▶ [Request A]:
Answer these questions from the text on state estimation below, giving each answer on its own line marked the same way:
(i) Which state estimator does it call the most widely used for nonlinear systems?
(ii) What does Paper A combine a linear, a priori identified SSM with?
(iii) What kind of kernel does Paper B use in the GP?

▶ [Text block]:
--------------------
For virtually every area of science and engineering, state estimation is ubiquitous. Accurate state estimation requires a moderately precise mathematical model of the system, typically based on domain expertise. These models exist for a plethora of applications and available state estimators can generally produce accurate estimates. However, the models usually ignore hard-to-model phenomena, either due to the cost or the difficulty of modeling these characteristics. Further, the most widely used state estimator for nonlinear systems is still the extended Kalman filter (EKF), which may suffer from divergence for complex models, which essentially restricts the complexity of the usable models. Generally speaking, this thesis investigates ways of improving state estimation. Firstly, existing state-space models (SSMs) for target tracking are augmented with a Gaussian process (GP) in order to learn hard-to-model system characteristics online. Secondly, improved linearization-based state estimators are proposed that exhibit favorable robustness properties to the parameters of the noise processes driving the SSM.

The first part of the thesis explores joint state estimation and model learning in partially unknown SSMs, where some a priori domain expertise is available, but parts of the model need to be learned online. Paper A combines a linear, a priori identified, SSM with an approximate GP. An EKF is applied to this GP-augmented SSM in order to jointly estimate the state of the system and learn the, a priori, unknown dynamics. This empirically works well and substantially reduces the prediction error of the dynamical model as compared to a non-augmented SSM. Paper B explores ways of reducing the computational complexity of the method of Paper A. Crucially, it uses a compact kernel in the GP, which admits an equivalent basis function (BF) representation where only a few BFs are non-zero at any given system state. This enables a method that is essentially computationally invariant to the number of parameters, where the computational complexity can be tuned by hyperparameters of the BFs.
--------------------
▶ [Request B]: Filter the records below, copying out every line that contains the string "arch". Case counts.
--------------------
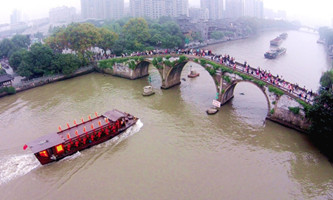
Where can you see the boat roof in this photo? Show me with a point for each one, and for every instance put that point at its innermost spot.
(45, 142)
(60, 137)
(114, 115)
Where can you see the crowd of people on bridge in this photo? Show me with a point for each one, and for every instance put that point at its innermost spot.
(227, 60)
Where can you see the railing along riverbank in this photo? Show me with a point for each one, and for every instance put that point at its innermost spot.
(29, 84)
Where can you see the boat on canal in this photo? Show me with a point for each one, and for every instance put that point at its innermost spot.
(272, 54)
(276, 42)
(55, 146)
(193, 74)
(283, 36)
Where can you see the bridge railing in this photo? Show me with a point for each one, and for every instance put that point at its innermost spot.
(294, 91)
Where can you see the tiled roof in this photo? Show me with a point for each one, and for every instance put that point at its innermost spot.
(5, 78)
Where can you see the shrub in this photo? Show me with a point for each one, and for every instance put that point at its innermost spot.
(294, 110)
(227, 79)
(260, 83)
(203, 62)
(272, 111)
(276, 91)
(11, 90)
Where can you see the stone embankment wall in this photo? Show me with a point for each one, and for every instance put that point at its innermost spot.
(281, 114)
(26, 85)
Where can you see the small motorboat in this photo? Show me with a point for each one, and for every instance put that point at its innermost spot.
(193, 74)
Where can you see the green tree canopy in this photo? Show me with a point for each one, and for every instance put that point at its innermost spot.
(78, 37)
(6, 47)
(108, 39)
(326, 80)
(321, 116)
(21, 41)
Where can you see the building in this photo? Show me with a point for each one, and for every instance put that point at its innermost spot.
(62, 14)
(199, 14)
(259, 9)
(15, 17)
(215, 8)
(114, 9)
(254, 8)
(102, 9)
(157, 8)
(234, 8)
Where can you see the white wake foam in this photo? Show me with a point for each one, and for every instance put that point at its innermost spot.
(13, 166)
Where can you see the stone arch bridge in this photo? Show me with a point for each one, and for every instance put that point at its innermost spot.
(283, 107)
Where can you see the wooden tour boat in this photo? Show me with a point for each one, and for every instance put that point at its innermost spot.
(193, 74)
(55, 146)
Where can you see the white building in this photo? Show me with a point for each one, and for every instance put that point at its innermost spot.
(114, 9)
(102, 9)
(157, 8)
(62, 14)
(215, 8)
(15, 17)
(234, 8)
(199, 13)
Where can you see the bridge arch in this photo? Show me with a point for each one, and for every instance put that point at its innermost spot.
(229, 93)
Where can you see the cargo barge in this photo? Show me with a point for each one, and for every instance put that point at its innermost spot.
(272, 54)
(57, 145)
(276, 42)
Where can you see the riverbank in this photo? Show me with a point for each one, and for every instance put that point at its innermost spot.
(26, 85)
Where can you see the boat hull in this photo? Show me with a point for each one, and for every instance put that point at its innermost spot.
(86, 139)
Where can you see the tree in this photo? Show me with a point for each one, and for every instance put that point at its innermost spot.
(66, 63)
(108, 39)
(36, 62)
(321, 116)
(77, 37)
(6, 46)
(326, 80)
(81, 37)
(16, 58)
(21, 41)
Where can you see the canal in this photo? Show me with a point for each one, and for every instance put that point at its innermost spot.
(176, 151)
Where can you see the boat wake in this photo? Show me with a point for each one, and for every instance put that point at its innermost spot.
(14, 166)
--------------------
▶ [Task answer A]:
(i) The extended Kalman filter (EKF).
(ii) An approximate Gaussian process (GP).
(iii) A compact kernel.

▶ [Task answer B]:
Where can you see the stone arch bridge in this photo? Show me with a point for each one, and for every instance put that point at its innermost spot.
Where can you see the bridge arch in this photo? Show me with a point for each one, and for every instance put that point at its innermost spot.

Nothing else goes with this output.